== WHAT TO WORK ON ==
Reproduce the Playground 52 text below in full, word for word, with every line and symbol unchanged.

== SUPPLIED PASSAGE ==
- Interactive map of Playground 52
- Type: Playground
- Location: Longwood, Bronx, New York City
- Coordinates: 40°48′55″N 73°54′08″W﻿ / ﻿40.8152°N 73.9022°W
- Area: 1.8 acres (0.73 ha)
- Owner: NYC Parks
- Awards: Merit Award for General Design, ASLA
- Public transit: New York City Subway: East 149th Street station

= Playground 52 =

Public park in the Bronx, New York

Playground 52 (often written as Playground 52 LII) is a 1.8 acre playground at 681 Kelly Street in the Longwood neighborhood of the Bronx in New York City. The playground features basketball and handball courts, bathrooms, a spray shower, and a skate park, as well as an amphitheater with a large dance floor.

== GIVEN RECORDS ==
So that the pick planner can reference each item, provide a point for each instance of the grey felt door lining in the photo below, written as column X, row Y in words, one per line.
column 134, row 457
==
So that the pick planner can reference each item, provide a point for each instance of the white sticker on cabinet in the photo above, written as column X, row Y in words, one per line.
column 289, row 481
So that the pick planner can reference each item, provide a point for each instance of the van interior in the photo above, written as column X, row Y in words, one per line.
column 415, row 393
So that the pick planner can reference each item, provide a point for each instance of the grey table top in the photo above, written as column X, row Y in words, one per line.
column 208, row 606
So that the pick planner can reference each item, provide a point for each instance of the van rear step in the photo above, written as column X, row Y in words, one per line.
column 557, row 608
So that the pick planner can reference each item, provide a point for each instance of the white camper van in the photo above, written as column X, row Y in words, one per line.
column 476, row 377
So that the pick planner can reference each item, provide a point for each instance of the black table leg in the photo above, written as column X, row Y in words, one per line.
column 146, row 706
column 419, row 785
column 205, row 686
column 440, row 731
* * *
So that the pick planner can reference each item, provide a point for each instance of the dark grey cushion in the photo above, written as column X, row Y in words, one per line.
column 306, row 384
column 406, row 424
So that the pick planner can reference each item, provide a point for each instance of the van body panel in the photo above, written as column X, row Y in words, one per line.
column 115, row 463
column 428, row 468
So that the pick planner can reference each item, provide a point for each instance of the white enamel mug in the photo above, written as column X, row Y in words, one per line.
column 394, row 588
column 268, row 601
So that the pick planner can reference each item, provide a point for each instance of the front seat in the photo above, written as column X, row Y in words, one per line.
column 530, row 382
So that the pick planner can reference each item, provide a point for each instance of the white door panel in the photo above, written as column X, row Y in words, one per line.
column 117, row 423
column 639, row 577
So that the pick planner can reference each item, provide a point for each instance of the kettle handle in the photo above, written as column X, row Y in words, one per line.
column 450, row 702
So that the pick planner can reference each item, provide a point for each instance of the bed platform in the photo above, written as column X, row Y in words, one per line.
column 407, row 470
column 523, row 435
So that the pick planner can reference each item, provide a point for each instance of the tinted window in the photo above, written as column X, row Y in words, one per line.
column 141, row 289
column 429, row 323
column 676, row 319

== SOLUTION TO THE EXERCISE ==
- Interactive map of Playground 52
- Type: Playground
- Location: Longwood, Bronx, New York City
- Coordinates: 40°48′55″N 73°54′08″W﻿ / ﻿40.8152°N 73.9022°W
- Area: 1.8 acres (0.73 ha)
- Owner: NYC Parks
- Awards: Merit Award for General Design, ASLA
- Public transit: New York City Subway: East 149th Street station

= Playground 52 =

Public park in the Bronx, New York

Playground 52 (often written as Playground 52 LII) is a 1.8 acre playground at 681 Kelly Street in the Longwood neighborhood of the Bronx in New York City. The playground features basketball and handball courts, bathrooms, a spray shower, and a skate park, as well as an amphitheater with a large dance floor.